**Extracted text:**
I cannot comprehend why the Kurds are not being better treated by President Barack Obama and his administration. See what you think after reading this blog.
The important cliff notes about the Kurds are: Their army, Peshmerga while ill equipped are extremely competent, fierce and effective to where they make the Iraqi army look amateurish in comparison; the Kurds are a minority Sunni population in Iraq; they have a record of governing more democratically than the other factions; from 2014-2015, they have successfully taken back areas of Iraq which were under the control of ISIS; the Kurds have been asking for independence since 1984, but this is counter to President Obama’s “One Iraqi State” policy; the Kurds are sitting on supplies of oil which they could export but they are being blocked by the United States and the Iraqi government; Turkey (our ally) has a history of being an arch enemy of the Kurds; in the late summer of 2015, the U.S. military finally received approval to use Turkey air force bases to continue air strikes.
The Iraqi city of Mosul which fell into ISIS hands in 2014, due to an incompetent Iraqi military, could have been prevented. Wikipedia reports the following: ” On June 10, 2014, Mosul was occupied by ISIS (ISIL). Kurdish intelligence had been warned by a reliable source in early 2014 that Mosul would be attacked by ISIL (and had informed the US and UK); however Iraqi Prime Minister Nouri al-Maliki and the Defence Minister turned down repeated offers of help from the Peshmerga (the Kurdish military). ISIL acquired three divisions’ worth of up-to-date American arms and munitions.”

**Data rows:**

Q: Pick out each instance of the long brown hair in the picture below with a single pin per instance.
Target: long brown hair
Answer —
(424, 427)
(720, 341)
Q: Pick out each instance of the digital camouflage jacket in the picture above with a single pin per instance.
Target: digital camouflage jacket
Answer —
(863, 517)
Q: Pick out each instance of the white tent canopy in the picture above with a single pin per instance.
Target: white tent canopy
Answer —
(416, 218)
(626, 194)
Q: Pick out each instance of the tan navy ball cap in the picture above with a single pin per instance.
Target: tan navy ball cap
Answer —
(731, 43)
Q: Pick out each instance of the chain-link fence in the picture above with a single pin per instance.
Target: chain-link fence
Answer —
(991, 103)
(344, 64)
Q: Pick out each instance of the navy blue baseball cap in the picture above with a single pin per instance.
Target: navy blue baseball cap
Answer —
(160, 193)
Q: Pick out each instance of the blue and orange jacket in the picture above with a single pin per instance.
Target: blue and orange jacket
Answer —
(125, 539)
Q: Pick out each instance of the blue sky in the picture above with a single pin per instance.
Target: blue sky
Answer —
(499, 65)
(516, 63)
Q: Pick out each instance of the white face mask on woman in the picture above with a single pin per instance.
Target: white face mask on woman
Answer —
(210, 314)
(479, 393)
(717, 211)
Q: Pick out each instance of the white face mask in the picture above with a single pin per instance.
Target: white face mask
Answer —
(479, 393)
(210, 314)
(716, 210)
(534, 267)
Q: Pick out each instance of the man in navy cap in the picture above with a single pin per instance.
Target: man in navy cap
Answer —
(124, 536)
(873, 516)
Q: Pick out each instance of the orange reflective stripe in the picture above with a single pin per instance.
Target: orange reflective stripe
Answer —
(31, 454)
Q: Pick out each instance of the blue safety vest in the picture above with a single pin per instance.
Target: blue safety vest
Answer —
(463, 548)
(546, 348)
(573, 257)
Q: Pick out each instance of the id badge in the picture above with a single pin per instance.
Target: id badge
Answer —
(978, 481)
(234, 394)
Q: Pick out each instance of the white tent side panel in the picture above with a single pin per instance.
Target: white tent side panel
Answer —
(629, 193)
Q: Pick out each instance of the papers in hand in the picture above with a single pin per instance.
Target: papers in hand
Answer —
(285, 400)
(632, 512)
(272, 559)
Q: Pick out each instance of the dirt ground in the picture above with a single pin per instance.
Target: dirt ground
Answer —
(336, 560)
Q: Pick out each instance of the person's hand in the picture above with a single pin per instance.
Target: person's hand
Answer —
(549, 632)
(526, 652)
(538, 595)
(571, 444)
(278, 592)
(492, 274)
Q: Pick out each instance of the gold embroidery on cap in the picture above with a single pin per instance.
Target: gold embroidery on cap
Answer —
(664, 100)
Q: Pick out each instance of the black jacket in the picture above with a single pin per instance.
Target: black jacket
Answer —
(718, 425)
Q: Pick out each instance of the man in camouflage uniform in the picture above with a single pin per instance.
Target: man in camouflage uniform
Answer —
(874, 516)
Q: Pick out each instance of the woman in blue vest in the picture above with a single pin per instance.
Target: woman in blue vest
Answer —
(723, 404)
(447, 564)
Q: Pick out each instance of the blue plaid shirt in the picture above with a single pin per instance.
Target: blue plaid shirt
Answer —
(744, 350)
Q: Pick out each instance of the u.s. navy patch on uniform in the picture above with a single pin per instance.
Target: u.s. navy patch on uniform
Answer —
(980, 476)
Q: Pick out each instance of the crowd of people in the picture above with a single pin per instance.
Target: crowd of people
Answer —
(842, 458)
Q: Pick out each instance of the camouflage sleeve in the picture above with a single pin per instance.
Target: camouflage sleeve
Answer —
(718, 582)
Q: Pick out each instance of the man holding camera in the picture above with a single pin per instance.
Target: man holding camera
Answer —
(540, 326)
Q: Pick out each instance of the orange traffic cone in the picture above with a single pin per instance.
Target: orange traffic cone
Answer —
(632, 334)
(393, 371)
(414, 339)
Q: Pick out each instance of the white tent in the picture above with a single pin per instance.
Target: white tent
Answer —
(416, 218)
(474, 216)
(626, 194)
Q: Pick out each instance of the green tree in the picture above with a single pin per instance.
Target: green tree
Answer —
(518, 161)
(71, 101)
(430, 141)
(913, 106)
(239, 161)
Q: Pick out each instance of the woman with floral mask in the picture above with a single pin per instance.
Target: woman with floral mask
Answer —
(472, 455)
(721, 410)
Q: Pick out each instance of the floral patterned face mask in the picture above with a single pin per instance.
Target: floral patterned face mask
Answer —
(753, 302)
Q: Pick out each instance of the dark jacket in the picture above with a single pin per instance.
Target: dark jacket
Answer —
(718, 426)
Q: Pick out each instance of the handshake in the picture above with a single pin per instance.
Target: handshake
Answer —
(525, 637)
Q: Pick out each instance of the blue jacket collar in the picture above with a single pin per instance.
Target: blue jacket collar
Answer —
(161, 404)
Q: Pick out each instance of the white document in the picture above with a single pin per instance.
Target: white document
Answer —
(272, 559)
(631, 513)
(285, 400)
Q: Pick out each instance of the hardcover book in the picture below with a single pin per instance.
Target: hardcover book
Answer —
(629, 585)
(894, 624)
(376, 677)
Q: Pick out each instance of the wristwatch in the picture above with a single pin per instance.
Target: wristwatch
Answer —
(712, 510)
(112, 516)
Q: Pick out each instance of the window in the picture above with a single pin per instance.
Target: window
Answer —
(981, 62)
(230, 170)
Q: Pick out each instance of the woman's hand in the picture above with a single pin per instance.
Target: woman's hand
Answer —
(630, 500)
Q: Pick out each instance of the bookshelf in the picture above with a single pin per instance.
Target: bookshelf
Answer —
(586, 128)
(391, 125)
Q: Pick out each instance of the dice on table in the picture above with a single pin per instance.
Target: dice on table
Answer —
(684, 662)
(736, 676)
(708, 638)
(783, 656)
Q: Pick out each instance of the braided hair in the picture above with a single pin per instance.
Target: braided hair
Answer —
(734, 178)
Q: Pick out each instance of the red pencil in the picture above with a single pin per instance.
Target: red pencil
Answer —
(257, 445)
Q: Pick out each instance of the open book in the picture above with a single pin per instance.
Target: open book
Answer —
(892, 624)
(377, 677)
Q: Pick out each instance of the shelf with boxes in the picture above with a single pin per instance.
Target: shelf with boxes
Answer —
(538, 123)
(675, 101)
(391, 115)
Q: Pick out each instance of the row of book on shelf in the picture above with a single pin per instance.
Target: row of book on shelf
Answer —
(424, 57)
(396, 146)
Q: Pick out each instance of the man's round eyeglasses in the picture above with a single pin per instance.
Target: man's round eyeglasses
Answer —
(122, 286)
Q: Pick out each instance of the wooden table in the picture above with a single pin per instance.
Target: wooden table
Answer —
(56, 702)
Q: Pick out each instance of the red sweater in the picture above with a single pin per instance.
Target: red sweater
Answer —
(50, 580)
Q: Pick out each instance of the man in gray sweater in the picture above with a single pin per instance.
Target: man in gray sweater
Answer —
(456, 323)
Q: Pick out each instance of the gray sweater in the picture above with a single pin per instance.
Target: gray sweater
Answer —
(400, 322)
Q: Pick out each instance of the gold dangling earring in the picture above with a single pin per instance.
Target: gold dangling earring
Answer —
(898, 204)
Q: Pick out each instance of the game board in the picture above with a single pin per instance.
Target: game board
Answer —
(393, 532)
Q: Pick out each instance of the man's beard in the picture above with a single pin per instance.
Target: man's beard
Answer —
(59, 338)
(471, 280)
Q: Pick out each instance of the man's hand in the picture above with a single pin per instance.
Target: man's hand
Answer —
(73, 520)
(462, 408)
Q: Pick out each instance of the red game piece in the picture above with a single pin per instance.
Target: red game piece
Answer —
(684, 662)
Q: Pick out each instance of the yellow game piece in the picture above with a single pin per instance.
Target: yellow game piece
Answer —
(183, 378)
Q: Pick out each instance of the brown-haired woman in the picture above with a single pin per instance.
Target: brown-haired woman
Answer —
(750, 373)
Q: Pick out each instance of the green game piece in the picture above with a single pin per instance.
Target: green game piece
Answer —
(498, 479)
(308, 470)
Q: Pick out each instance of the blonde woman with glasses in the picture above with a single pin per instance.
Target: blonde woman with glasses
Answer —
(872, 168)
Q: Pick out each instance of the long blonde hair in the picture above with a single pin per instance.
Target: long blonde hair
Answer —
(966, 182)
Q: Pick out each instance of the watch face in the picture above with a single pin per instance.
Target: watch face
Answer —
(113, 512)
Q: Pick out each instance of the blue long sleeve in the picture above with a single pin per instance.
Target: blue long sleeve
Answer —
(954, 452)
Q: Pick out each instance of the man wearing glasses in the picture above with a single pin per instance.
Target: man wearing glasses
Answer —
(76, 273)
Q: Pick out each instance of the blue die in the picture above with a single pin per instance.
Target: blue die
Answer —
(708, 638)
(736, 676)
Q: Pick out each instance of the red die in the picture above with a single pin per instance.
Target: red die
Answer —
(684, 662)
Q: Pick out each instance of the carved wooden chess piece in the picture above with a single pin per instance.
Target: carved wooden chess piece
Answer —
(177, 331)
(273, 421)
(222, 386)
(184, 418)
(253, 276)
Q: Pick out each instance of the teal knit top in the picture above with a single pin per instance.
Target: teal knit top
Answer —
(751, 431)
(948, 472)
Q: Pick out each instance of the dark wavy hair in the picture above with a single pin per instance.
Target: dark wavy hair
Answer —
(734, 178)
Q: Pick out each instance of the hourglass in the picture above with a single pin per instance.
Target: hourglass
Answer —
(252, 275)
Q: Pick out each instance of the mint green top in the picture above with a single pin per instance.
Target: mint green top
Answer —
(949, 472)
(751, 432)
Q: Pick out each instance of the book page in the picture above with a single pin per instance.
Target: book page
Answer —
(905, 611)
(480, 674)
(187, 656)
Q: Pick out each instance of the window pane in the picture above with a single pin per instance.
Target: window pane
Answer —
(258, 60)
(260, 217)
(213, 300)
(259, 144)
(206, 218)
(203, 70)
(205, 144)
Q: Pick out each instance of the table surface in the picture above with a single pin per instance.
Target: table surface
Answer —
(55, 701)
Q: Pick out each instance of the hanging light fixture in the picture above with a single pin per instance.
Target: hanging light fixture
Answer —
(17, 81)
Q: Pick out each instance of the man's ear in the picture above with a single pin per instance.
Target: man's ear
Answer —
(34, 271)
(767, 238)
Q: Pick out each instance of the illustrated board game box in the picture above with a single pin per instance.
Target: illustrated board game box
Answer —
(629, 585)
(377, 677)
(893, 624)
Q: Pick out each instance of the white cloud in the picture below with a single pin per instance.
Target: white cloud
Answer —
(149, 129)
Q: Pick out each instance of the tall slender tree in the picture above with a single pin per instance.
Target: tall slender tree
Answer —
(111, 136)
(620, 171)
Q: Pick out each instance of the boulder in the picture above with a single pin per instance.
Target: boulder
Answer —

**Aim:** Carry on the blog post about the Kurds and U.S. policy from its final sentence.

**Exercise output:**
The New Yorker published an article on September 29, 2014 by Tim Arangotitled “The Fight of Their Lives,” which depicts the fighting skills of the Kurds. The article states the following:
“Since 2003, when the U.S. destroyed the Iraqi state and began spending billions of dollars trying to rebuild, the Kurds have been their most steadfast ally. When American forces departed, in 2011, not a single U.S. soldier had lost his life in Kurdish territory. As the rest of Iraq imploded, only the Kurdish region realized the dream that President George W. Bush had set forth when he ordered the attack: it is pro-Western, largely democratic, largely secular, and economically prosperous. President Obama recently told the Times that the Kurdish government is “functional the way we would like to see.”
“The incursion of ISIS presents the Kurds with both opportunity and risk. In June 2014, the ISIS army swept out of the Syrian desert and into Mosul, Iraq’s second-largest city. As the Islamist forces took control, Iraqi Army soldiers fled, setting off a military collapse through the region. The Kurds, taking advantage of the chaos, seized huge tracts of territory that had been claimed by both Kurdistan and the government in Baghdad. With the newly acquired land, the political climate for independence seemed promising. The region was also finding new economic strength; vast reserves of oil have been discovered there in the past decade. In July, President Barzani asked the Kurdish parliament to begin preparations for a vote on self-rule.”
The Kurds have been defending Kobani from ISIS control since mid September, 2014. Even though the U.S. military resisted assisting the Kurds until it was almost too late, they finally came through with support.
As per the 2/1/15 NY Times report, ” Liberated Kobani, Kurds Take Pride Despite the Devastation,” by Tim Arango, the Kurds have succeeded in defending their land from Islamic State forces. Here are some excerpts:
“The battle for Kobani, a border outpost that abuts Turkey, began in September. Almost by accident, the city, of little obvious strategic value to the American-led coalition, took on outsize importance as the signature test of President Obama’s strategy for defeating the Islamic State, also known as ISIS or ISIL: American air power combined with local forces on the ground.”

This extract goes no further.